:: EXERCISE PASSAGE ::
Just under a year and a half ago OpenAI announced completion of GPT-3, its natural language processing algorithm that was, at the time, the largest and most complex model of its type. This week, Microsoft and Nvidia introduced a new model they’re calling “the world’s largest and most powerful generative language model.” The Megatron-Turing Natural Language Generation model (MT-NLG) is more than triple the size of GPT-3 at 530 billion parameters.
GPT-3’s 175 billion parameters was already a lot; its predecessor, GPT-2, had a mere 1.5 billion parameters, and Microsoft’s Turing Natural Language Generation model, released in February 2020, had 17 billion.
A parameter is an attribute a machine learning model defines based on its training data, and tuning more of them requires upping the amount of data the model is trained on. It’s essentially learning to predict how likely it is that a given word will be preceded or followed by another word, and how much that likelihood changes based on other words in the sentence.
As you can imagine, getting to 530 billion parameters required quite a lot of input data and just as much computing power. The algorithm was trained using an Nvidia supercomputer made up of 560 servers, each holding eight 80-gigabyte GPUs. That’s 4,480 GPUs total, and an estimated cost of over $85 million.
:::
:: STORED DATA ::
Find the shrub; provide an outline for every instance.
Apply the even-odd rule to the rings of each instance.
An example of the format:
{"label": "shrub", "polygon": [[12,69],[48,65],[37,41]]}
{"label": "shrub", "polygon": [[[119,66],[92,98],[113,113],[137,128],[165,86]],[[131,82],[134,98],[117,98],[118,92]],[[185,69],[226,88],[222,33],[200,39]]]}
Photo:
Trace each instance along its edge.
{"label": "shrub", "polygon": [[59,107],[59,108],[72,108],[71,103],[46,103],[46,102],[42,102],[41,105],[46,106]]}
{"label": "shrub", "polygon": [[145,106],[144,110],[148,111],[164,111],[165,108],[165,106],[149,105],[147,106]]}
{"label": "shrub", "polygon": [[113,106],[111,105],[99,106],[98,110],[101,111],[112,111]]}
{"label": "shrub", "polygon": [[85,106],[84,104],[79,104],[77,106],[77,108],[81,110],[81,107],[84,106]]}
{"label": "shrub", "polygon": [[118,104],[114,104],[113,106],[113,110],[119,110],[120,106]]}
:::
# [EXPLORE THE MATERIAL]
1. Answer these questions from the MT-NLG article, one line each, marked (a), (b), (c):
(a) How many parameters does MT-NLG have?
(b) When was Microsoft's Turing Natural Language Generation model released?
(c) How many servers made up the Nvidia supercomputer used for training?
2. For each statement, say whether it agrees with the MT-NLG article, answering yes or no with the deciding words from the article:
(a) GPT-2 had 17 billion parameters.
(b) Each server in the supercomputer held eight 80-gigabyte GPUs.
(c) The estimated cost of training was under $50 million.
3. Please carry on the MT-NLG article from its last sentence.
The listing comes from a different source than the MT-NLG article.

# [WRITTEN ANSWERS]
1.
(a) 530 billion
(b) February 2020
(c) 560

2.
(a) No: "its predecessor, GPT-2, had a mere 1.5 billion parameters"
(b) Yes: "each holding eight 80-gigabyte GPUs"
(c) No: "an estimated cost of over $85 million"

3.
For training data, Megatron-Turing’s creators used The Pile, a dataset put together by open-source language model research group Eleuther AI. Comprised of everything from PubMed to Wikipedia to Github, the dataset totals 825GB, broken down into 22 smaller datasets. Microsoft and Nvidia curated the dataset, selecting subsets they found to be “of the highest relative quality.” They added data from Common Crawl, a non-profit that scans the open web every month and downloads content from billions of HTML pages then makes it available in a special format for large-scale data mining. GPT-3 was also trained using Common Crawl data.
Microsoft’s blog post on Megatron-Turing says the algorithm is skilled at tasks like completion prediction, reading comprehension, commonsense reasoning, natural language inferences, and word sense disambiguation. But stay tuned—there will likely be more skills added to that list once the model starts being widely utilized.
GPT-3 turned out to have capabilities beyond what its creators anticipated, like writing code, doing math, translating between languages, and autocompleting images (oh, and writing a short film with a twist ending). This led some to speculate that GPT-3 might be the gateway to artificial general intelligence. But the algorithm’s variety of talents, while unexpected, still fell within the language domain (including programming languages), so that’s a bit of a stretch.
However, given the tricks GPT-3 had up its sleeve based on its 175 billion parameters, it’s intriguing to wonder what the Megatron-Turing model may surprise us with at 530 billion. The algorithm likely won’t be commercially available for some time, so it’ll be a while before we find out.
The new model’s creators, though, are highly optimistic. “We look forward to how MT-NLG will shape tomorrow’s products and motivate the community to push the boundaries of natural language processing even further,” they wrote in the blog post. “The journey is long and far from complete, but we are excited by what is possible and what lies ahead.”